» **Listed entries**
----------

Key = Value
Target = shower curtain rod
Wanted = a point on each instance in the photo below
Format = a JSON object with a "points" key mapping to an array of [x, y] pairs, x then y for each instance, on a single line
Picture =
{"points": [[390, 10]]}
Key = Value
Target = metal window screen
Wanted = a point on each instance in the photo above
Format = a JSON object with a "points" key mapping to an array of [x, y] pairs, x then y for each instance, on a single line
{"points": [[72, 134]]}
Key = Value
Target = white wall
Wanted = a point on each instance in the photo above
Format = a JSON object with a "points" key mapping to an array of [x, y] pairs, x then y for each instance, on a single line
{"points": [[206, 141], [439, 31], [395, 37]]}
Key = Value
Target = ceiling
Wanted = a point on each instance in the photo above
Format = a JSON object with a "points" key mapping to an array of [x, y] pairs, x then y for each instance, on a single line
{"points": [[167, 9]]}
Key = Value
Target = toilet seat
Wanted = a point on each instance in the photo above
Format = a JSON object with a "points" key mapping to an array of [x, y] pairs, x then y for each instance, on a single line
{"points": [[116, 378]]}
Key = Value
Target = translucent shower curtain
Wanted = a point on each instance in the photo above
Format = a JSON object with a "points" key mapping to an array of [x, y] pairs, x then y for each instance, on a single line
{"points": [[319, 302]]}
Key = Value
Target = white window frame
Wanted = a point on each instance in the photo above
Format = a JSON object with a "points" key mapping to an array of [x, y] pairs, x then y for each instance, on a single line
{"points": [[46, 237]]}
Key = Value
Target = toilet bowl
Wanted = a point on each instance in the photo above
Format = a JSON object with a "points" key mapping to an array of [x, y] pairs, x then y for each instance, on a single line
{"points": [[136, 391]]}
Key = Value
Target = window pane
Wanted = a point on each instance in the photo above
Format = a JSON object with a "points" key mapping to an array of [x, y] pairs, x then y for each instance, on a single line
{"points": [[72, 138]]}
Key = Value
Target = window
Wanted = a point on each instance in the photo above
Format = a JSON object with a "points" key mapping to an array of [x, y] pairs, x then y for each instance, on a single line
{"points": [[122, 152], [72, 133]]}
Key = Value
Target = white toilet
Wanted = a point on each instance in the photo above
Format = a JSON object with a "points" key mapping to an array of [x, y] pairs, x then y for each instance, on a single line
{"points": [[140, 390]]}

----------

» **Work instructions**
Line by line, retype the whole listing exactly.

» **Your solution**
Key = Value
Target = shower curtain rod
Wanted = a point on each instance in the photo below
Format = a JSON object with a "points" key mapping to an array of [x, y] pairs, x then y for each instance, on a single line
Picture =
{"points": [[390, 10]]}
Key = Value
Target = metal window screen
Wanted = a point on each instance in the photo above
Format = a JSON object with a "points" key mapping to an array of [x, y] pairs, x then y for each instance, on a single line
{"points": [[72, 134]]}
Key = Value
Target = white wall
Wanted = a point on each instance in the photo above
Format = a JSON object with a "points" key mapping to an array of [x, y] pairs, x then y for each instance, on a single line
{"points": [[206, 141], [439, 31], [395, 37]]}
Key = Value
Target = ceiling
Wanted = a point on each instance in the photo above
Format = a JSON object with a "points" key mapping to an array of [x, y] pairs, x then y for each instance, on a single line
{"points": [[167, 9]]}
Key = Value
Target = toilet seat
Wanted = a point on each instance in the photo above
Format = a JSON object with a "points" key mapping to an array of [x, y] pairs, x then y for each instance, on a single line
{"points": [[116, 378]]}
Key = Value
Target = translucent shower curtain
Wanted = a point on each instance in the photo above
Format = a JSON object with a "points" key mapping to an array of [x, y] pairs, x then y for each instance, on a single line
{"points": [[319, 302]]}
Key = Value
Target = white window frame
Wanted = a point on each instance in the photo above
Format = a JSON object with a "points" key mapping to an array of [x, y] pairs, x then y for each instance, on a single line
{"points": [[46, 237]]}
Key = Value
Target = toilet bowl
Wanted = a point on each instance in the photo above
Format = a JSON object with a "points" key mapping to an array of [x, y] pairs, x then y for each instance, on a single line
{"points": [[136, 391]]}
Key = Value
Target = window pane
Wanted = a point on each instance in the photo above
Format = a JSON object with a "points" key mapping to an array of [x, y] pairs, x then y for each instance, on a single line
{"points": [[72, 138]]}
Key = Value
Target = window
Wanted = a point on each instance in the photo above
Format = a JSON object with a "points" key mapping to an array of [x, y] pairs, x then y for each instance, on a single line
{"points": [[122, 152], [72, 133]]}
Key = Value
Target = white toilet
Wanted = a point on each instance in the photo above
Format = a JSON object with a "points" key mapping to an array of [x, y] pairs, x then y for each instance, on a single line
{"points": [[140, 390]]}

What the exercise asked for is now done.